## What is expected
Output each line of the data below as a JSON array of strings, one string per line, with blank lines omitted.

## Recorded data

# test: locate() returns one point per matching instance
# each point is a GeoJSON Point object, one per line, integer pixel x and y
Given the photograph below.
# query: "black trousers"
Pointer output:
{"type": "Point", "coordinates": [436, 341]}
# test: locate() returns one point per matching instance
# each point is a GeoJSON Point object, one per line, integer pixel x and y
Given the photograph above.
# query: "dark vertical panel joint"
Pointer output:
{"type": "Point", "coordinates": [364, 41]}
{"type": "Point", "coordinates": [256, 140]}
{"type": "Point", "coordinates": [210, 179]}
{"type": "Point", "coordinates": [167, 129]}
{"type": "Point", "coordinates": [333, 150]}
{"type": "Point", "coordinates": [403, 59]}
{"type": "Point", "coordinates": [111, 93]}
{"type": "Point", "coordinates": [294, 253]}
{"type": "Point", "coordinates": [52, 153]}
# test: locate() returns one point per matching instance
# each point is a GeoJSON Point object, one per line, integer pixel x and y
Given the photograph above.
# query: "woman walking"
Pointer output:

## Task response
[
  "# test: locate() returns one point per matching instance",
  "# each point is a GeoJSON Point object, one per line, integer pixel x and y",
  "Given the photograph below.",
  "# query: \"black trousers\"",
  "Pointer output:",
  "{\"type\": \"Point\", \"coordinates\": [436, 341]}",
  "# test: locate() returns one point per matching instance",
  "# each point is a GeoJSON Point object, one per line, integer pixel x and y",
  "Given the photograph above.",
  "# query: \"dark vertical panel joint\"",
  "Pointer output:",
  "{\"type\": \"Point\", \"coordinates\": [364, 41]}",
  "{\"type\": \"Point\", \"coordinates\": [256, 140]}",
  "{\"type\": \"Point\", \"coordinates\": [210, 179]}",
  "{\"type\": \"Point\", \"coordinates\": [167, 129]}",
  "{\"type\": \"Point\", \"coordinates\": [333, 150]}",
  "{\"type\": \"Point\", \"coordinates\": [403, 59]}",
  "{\"type\": \"Point\", \"coordinates\": [111, 93]}",
  "{\"type\": \"Point\", \"coordinates\": [294, 253]}",
  "{\"type\": \"Point\", \"coordinates\": [52, 153]}",
  "# test: locate() returns one point per matching instance",
  "# each point is a GeoJSON Point object, one per line, integer pixel x and y",
  "Given the photograph above.",
  "# query: \"woman walking\"",
  "Pointer output:"
]